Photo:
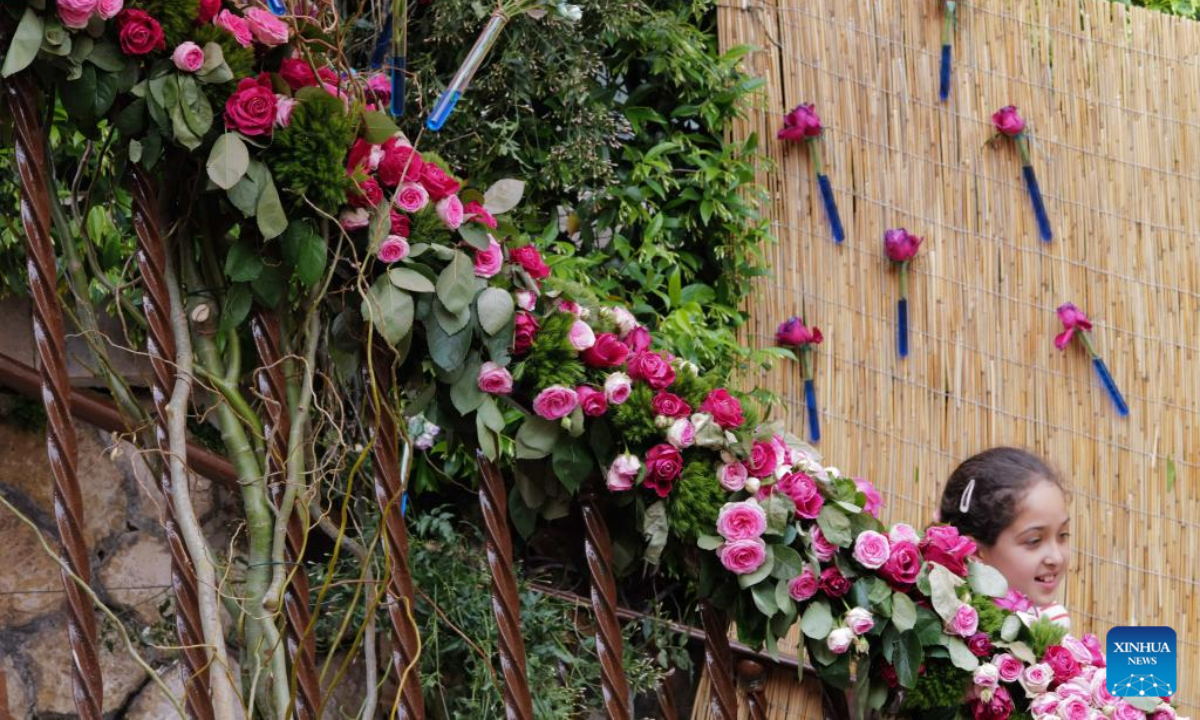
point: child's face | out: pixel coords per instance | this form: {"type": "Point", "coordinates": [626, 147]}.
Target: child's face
{"type": "Point", "coordinates": [1033, 552]}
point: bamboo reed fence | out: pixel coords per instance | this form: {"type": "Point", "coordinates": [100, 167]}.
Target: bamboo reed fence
{"type": "Point", "coordinates": [1113, 99]}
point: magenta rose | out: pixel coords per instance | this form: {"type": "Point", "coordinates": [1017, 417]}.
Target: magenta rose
{"type": "Point", "coordinates": [437, 181]}
{"type": "Point", "coordinates": [141, 34]}
{"type": "Point", "coordinates": [76, 13]}
{"type": "Point", "coordinates": [187, 57]}
{"type": "Point", "coordinates": [725, 409]}
{"type": "Point", "coordinates": [1061, 663]}
{"type": "Point", "coordinates": [871, 549]}
{"type": "Point", "coordinates": [945, 546]}
{"type": "Point", "coordinates": [1008, 121]}
{"type": "Point", "coordinates": [495, 379]}
{"type": "Point", "coordinates": [743, 557]}
{"type": "Point", "coordinates": [394, 249]}
{"type": "Point", "coordinates": [525, 331]}
{"type": "Point", "coordinates": [903, 565]}
{"type": "Point", "coordinates": [834, 583]}
{"type": "Point", "coordinates": [803, 586]}
{"type": "Point", "coordinates": [251, 108]}
{"type": "Point", "coordinates": [556, 402]}
{"type": "Point", "coordinates": [607, 352]}
{"type": "Point", "coordinates": [489, 262]}
{"type": "Point", "coordinates": [965, 622]}
{"type": "Point", "coordinates": [742, 521]}
{"type": "Point", "coordinates": [763, 460]}
{"type": "Point", "coordinates": [528, 257]}
{"type": "Point", "coordinates": [593, 401]}
{"type": "Point", "coordinates": [268, 29]}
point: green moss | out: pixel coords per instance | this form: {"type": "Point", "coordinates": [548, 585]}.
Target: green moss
{"type": "Point", "coordinates": [310, 153]}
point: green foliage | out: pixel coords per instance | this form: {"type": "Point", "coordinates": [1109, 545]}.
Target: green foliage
{"type": "Point", "coordinates": [310, 153]}
{"type": "Point", "coordinates": [695, 501]}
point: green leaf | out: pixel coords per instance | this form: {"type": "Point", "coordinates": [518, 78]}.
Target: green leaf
{"type": "Point", "coordinates": [503, 196]}
{"type": "Point", "coordinates": [987, 580]}
{"type": "Point", "coordinates": [456, 283]}
{"type": "Point", "coordinates": [305, 251]}
{"type": "Point", "coordinates": [496, 310]}
{"type": "Point", "coordinates": [904, 612]}
{"type": "Point", "coordinates": [269, 211]}
{"type": "Point", "coordinates": [655, 531]}
{"type": "Point", "coordinates": [228, 161]}
{"type": "Point", "coordinates": [537, 438]}
{"type": "Point", "coordinates": [25, 43]}
{"type": "Point", "coordinates": [390, 310]}
{"type": "Point", "coordinates": [409, 280]}
{"type": "Point", "coordinates": [573, 463]}
{"type": "Point", "coordinates": [378, 127]}
{"type": "Point", "coordinates": [243, 264]}
{"type": "Point", "coordinates": [817, 621]}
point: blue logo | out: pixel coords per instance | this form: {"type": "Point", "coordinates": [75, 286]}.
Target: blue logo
{"type": "Point", "coordinates": [1141, 661]}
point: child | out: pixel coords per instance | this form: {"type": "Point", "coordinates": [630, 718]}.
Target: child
{"type": "Point", "coordinates": [1014, 507]}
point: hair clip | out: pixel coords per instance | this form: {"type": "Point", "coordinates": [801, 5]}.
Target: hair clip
{"type": "Point", "coordinates": [965, 501]}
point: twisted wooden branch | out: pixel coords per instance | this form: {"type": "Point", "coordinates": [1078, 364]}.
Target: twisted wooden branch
{"type": "Point", "coordinates": [60, 438]}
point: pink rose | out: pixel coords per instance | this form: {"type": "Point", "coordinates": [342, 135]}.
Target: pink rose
{"type": "Point", "coordinates": [804, 493]}
{"type": "Point", "coordinates": [528, 257]}
{"type": "Point", "coordinates": [903, 565]}
{"type": "Point", "coordinates": [803, 586]}
{"type": "Point", "coordinates": [834, 583]}
{"type": "Point", "coordinates": [268, 29]}
{"type": "Point", "coordinates": [623, 472]}
{"type": "Point", "coordinates": [412, 197]}
{"type": "Point", "coordinates": [495, 379]}
{"type": "Point", "coordinates": [606, 352]}
{"type": "Point", "coordinates": [763, 460]}
{"type": "Point", "coordinates": [437, 181]}
{"type": "Point", "coordinates": [742, 521]}
{"type": "Point", "coordinates": [1062, 663]}
{"type": "Point", "coordinates": [801, 124]}
{"type": "Point", "coordinates": [475, 213]}
{"type": "Point", "coordinates": [1008, 121]}
{"type": "Point", "coordinates": [108, 10]}
{"type": "Point", "coordinates": [874, 501]}
{"type": "Point", "coordinates": [556, 402]}
{"type": "Point", "coordinates": [822, 547]}
{"type": "Point", "coordinates": [900, 245]}
{"type": "Point", "coordinates": [943, 545]}
{"type": "Point", "coordinates": [743, 557]}
{"type": "Point", "coordinates": [1008, 666]}
{"type": "Point", "coordinates": [725, 409]}
{"type": "Point", "coordinates": [139, 33]}
{"type": "Point", "coordinates": [965, 622]}
{"type": "Point", "coordinates": [393, 249]}
{"type": "Point", "coordinates": [663, 466]}
{"type": "Point", "coordinates": [251, 108]}
{"type": "Point", "coordinates": [859, 621]}
{"type": "Point", "coordinates": [682, 433]}
{"type": "Point", "coordinates": [581, 336]}
{"type": "Point", "coordinates": [903, 532]}
{"type": "Point", "coordinates": [871, 549]}
{"type": "Point", "coordinates": [76, 13]}
{"type": "Point", "coordinates": [450, 211]}
{"type": "Point", "coordinates": [490, 262]}
{"type": "Point", "coordinates": [187, 57]}
{"type": "Point", "coordinates": [652, 367]}
{"type": "Point", "coordinates": [1037, 678]}
{"type": "Point", "coordinates": [592, 401]}
{"type": "Point", "coordinates": [732, 477]}
{"type": "Point", "coordinates": [234, 25]}
{"type": "Point", "coordinates": [617, 388]}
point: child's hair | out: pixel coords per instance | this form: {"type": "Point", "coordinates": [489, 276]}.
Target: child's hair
{"type": "Point", "coordinates": [984, 493]}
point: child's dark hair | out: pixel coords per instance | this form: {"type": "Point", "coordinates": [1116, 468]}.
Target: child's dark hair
{"type": "Point", "coordinates": [983, 495]}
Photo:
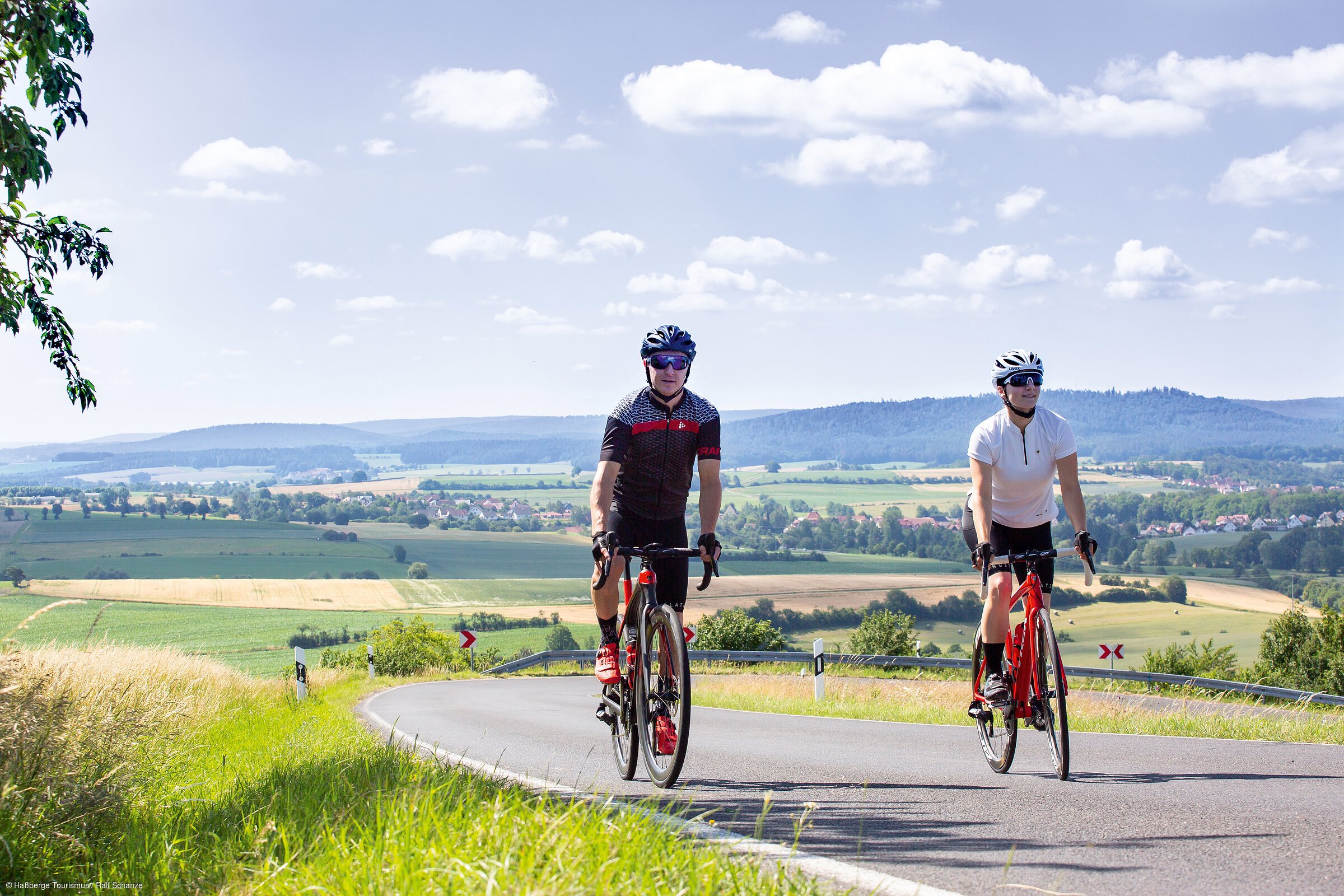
━━━
- The problem -
Word for word, repeat the lines of data above, omitting every picture.

- Answer to the exercise -
Photo:
point: child's face | out: pixel coords per instance | this form: {"type": "Point", "coordinates": [626, 147]}.
Target: child's face
{"type": "Point", "coordinates": [1033, 552]}
point: bamboo reed fence | out: pixel coords per instance | this form: {"type": "Point", "coordinates": [100, 167]}.
Target: bamboo reed fence
{"type": "Point", "coordinates": [1113, 99]}
point: magenta rose | out: pixel coords per instance | this form: {"type": "Point", "coordinates": [1017, 417]}.
Target: magenta rose
{"type": "Point", "coordinates": [437, 181]}
{"type": "Point", "coordinates": [141, 34]}
{"type": "Point", "coordinates": [76, 13]}
{"type": "Point", "coordinates": [187, 57]}
{"type": "Point", "coordinates": [725, 409]}
{"type": "Point", "coordinates": [1061, 663]}
{"type": "Point", "coordinates": [871, 549]}
{"type": "Point", "coordinates": [945, 546]}
{"type": "Point", "coordinates": [1008, 121]}
{"type": "Point", "coordinates": [495, 379]}
{"type": "Point", "coordinates": [743, 557]}
{"type": "Point", "coordinates": [394, 249]}
{"type": "Point", "coordinates": [525, 331]}
{"type": "Point", "coordinates": [903, 565]}
{"type": "Point", "coordinates": [834, 583]}
{"type": "Point", "coordinates": [803, 586]}
{"type": "Point", "coordinates": [251, 108]}
{"type": "Point", "coordinates": [556, 402]}
{"type": "Point", "coordinates": [607, 352]}
{"type": "Point", "coordinates": [489, 262]}
{"type": "Point", "coordinates": [965, 622]}
{"type": "Point", "coordinates": [742, 521]}
{"type": "Point", "coordinates": [763, 460]}
{"type": "Point", "coordinates": [528, 257]}
{"type": "Point", "coordinates": [593, 401]}
{"type": "Point", "coordinates": [268, 29]}
point: green moss | out: pixel coords per instance | this form: {"type": "Point", "coordinates": [548, 585]}.
Target: green moss
{"type": "Point", "coordinates": [310, 153]}
point: green foliage | out: pixel coords per instance | this form: {"type": "Point", "coordinates": [1109, 545]}.
Target: green foliage
{"type": "Point", "coordinates": [310, 153]}
{"type": "Point", "coordinates": [695, 501]}
point: green leaf | out: pixel coords per instance | this form: {"type": "Point", "coordinates": [518, 78]}.
Target: green leaf
{"type": "Point", "coordinates": [503, 196]}
{"type": "Point", "coordinates": [987, 580]}
{"type": "Point", "coordinates": [456, 283]}
{"type": "Point", "coordinates": [305, 251]}
{"type": "Point", "coordinates": [496, 310]}
{"type": "Point", "coordinates": [904, 612]}
{"type": "Point", "coordinates": [269, 211]}
{"type": "Point", "coordinates": [655, 531]}
{"type": "Point", "coordinates": [228, 161]}
{"type": "Point", "coordinates": [537, 438]}
{"type": "Point", "coordinates": [25, 43]}
{"type": "Point", "coordinates": [390, 310]}
{"type": "Point", "coordinates": [409, 280]}
{"type": "Point", "coordinates": [573, 463]}
{"type": "Point", "coordinates": [378, 127]}
{"type": "Point", "coordinates": [243, 264]}
{"type": "Point", "coordinates": [817, 621]}
point: blue logo | out: pixel coords per instance | this form: {"type": "Point", "coordinates": [75, 286]}.
Target: blue logo
{"type": "Point", "coordinates": [1141, 661]}
point: child | out: pixel coords per instance | this form: {"type": "Point", "coordinates": [630, 718]}.
Target: child
{"type": "Point", "coordinates": [1014, 507]}
point: hair clip | out: pixel coords per instance | this form: {"type": "Point", "coordinates": [801, 5]}.
Target: hair clip
{"type": "Point", "coordinates": [965, 501]}
point: twisted wooden branch | out: pixel coords per instance | this form: {"type": "Point", "coordinates": [1078, 364]}.
Target: twisted wooden branch
{"type": "Point", "coordinates": [60, 438]}
point: pink rose | out: pixel coords per instance | this form: {"type": "Point", "coordinates": [342, 135]}.
Target: pink rose
{"type": "Point", "coordinates": [804, 493]}
{"type": "Point", "coordinates": [528, 257]}
{"type": "Point", "coordinates": [903, 565]}
{"type": "Point", "coordinates": [803, 586]}
{"type": "Point", "coordinates": [834, 583]}
{"type": "Point", "coordinates": [268, 29]}
{"type": "Point", "coordinates": [623, 472]}
{"type": "Point", "coordinates": [412, 197]}
{"type": "Point", "coordinates": [495, 379]}
{"type": "Point", "coordinates": [606, 352]}
{"type": "Point", "coordinates": [763, 460]}
{"type": "Point", "coordinates": [437, 181]}
{"type": "Point", "coordinates": [742, 521]}
{"type": "Point", "coordinates": [1062, 663]}
{"type": "Point", "coordinates": [801, 124]}
{"type": "Point", "coordinates": [475, 213]}
{"type": "Point", "coordinates": [1008, 121]}
{"type": "Point", "coordinates": [108, 10]}
{"type": "Point", "coordinates": [874, 501]}
{"type": "Point", "coordinates": [556, 402]}
{"type": "Point", "coordinates": [822, 547]}
{"type": "Point", "coordinates": [900, 245]}
{"type": "Point", "coordinates": [943, 545]}
{"type": "Point", "coordinates": [743, 557]}
{"type": "Point", "coordinates": [1008, 666]}
{"type": "Point", "coordinates": [725, 409]}
{"type": "Point", "coordinates": [139, 33]}
{"type": "Point", "coordinates": [965, 622]}
{"type": "Point", "coordinates": [393, 249]}
{"type": "Point", "coordinates": [663, 466]}
{"type": "Point", "coordinates": [251, 108]}
{"type": "Point", "coordinates": [859, 621]}
{"type": "Point", "coordinates": [682, 433]}
{"type": "Point", "coordinates": [581, 336]}
{"type": "Point", "coordinates": [903, 532]}
{"type": "Point", "coordinates": [871, 549]}
{"type": "Point", "coordinates": [76, 13]}
{"type": "Point", "coordinates": [450, 211]}
{"type": "Point", "coordinates": [490, 262]}
{"type": "Point", "coordinates": [187, 57]}
{"type": "Point", "coordinates": [652, 367]}
{"type": "Point", "coordinates": [1037, 678]}
{"type": "Point", "coordinates": [592, 401]}
{"type": "Point", "coordinates": [732, 477]}
{"type": "Point", "coordinates": [234, 25]}
{"type": "Point", "coordinates": [617, 388]}
point: child's hair | out: pixel coords per instance | this form: {"type": "Point", "coordinates": [489, 276]}.
Target: child's hair
{"type": "Point", "coordinates": [984, 493]}
point: child's dark hair | out: pixel coords per instance | this form: {"type": "Point", "coordinates": [1116, 468]}.
Target: child's dark hair
{"type": "Point", "coordinates": [983, 495]}
Photo:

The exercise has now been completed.